### Source data
● ● ● ● ●

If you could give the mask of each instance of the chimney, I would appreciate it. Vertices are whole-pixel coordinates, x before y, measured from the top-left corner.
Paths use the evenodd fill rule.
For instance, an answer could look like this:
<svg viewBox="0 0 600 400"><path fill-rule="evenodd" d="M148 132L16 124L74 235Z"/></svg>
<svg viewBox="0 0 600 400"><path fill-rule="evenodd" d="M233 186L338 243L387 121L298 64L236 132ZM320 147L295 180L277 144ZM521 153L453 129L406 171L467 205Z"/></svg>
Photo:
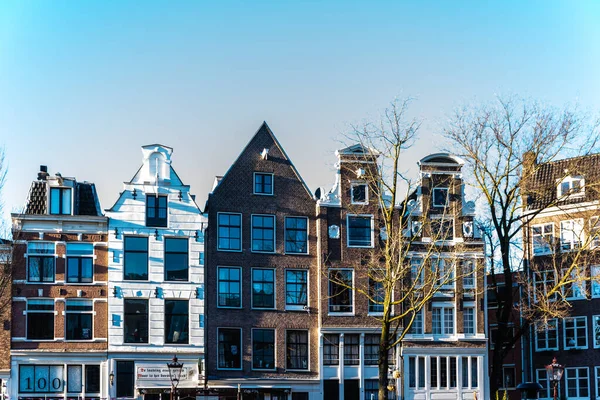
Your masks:
<svg viewBox="0 0 600 400"><path fill-rule="evenodd" d="M529 203L530 182L535 173L537 165L537 156L533 151L523 153L523 168L521 170L521 197L523 207L527 208Z"/></svg>
<svg viewBox="0 0 600 400"><path fill-rule="evenodd" d="M40 172L38 172L38 181L45 181L48 177L48 166L40 165Z"/></svg>

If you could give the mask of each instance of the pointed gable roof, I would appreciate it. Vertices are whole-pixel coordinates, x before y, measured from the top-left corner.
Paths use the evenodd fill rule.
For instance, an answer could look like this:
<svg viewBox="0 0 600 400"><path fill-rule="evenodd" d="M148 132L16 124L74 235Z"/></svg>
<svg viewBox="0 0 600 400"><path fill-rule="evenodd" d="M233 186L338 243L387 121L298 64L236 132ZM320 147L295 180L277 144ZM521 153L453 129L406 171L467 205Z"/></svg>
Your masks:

● ● ● ● ●

### Task brief
Print the material above once more, exactly. No pictures belong in it.

### Output for this exercise
If you could give the mask of each instance of the chimney, I would appreciate it. Vertices are whole-pixel coordinates, x before y, measured from the top-left corner.
Paths use the evenodd fill rule.
For instance, an answer could look like this:
<svg viewBox="0 0 600 400"><path fill-rule="evenodd" d="M148 132L16 124L74 235Z"/></svg>
<svg viewBox="0 0 600 400"><path fill-rule="evenodd" d="M233 186L338 243L387 121L298 64L236 132ZM320 147L295 180L277 144ZM521 153L453 129L406 171L467 205Z"/></svg>
Photo:
Your masks:
<svg viewBox="0 0 600 400"><path fill-rule="evenodd" d="M529 203L530 182L535 173L537 165L537 156L533 151L523 153L523 168L521 170L521 197L523 207L527 208Z"/></svg>
<svg viewBox="0 0 600 400"><path fill-rule="evenodd" d="M40 172L38 172L38 181L45 181L48 177L48 166L40 165Z"/></svg>

If you could give the mask of each instance of the pointed gable roof, I would appreciate it. Vertices are whole-pixel coordinates, x before y, measured from the top-left corner.
Paths use the evenodd fill rule.
For instance, an answer could look like this:
<svg viewBox="0 0 600 400"><path fill-rule="evenodd" d="M148 132L16 124L74 235Z"/></svg>
<svg viewBox="0 0 600 400"><path fill-rule="evenodd" d="M233 186L338 243L387 121L298 64L236 132ZM320 147L295 180L277 144ZM521 153L453 129L406 171L467 205Z"/></svg>
Your masks:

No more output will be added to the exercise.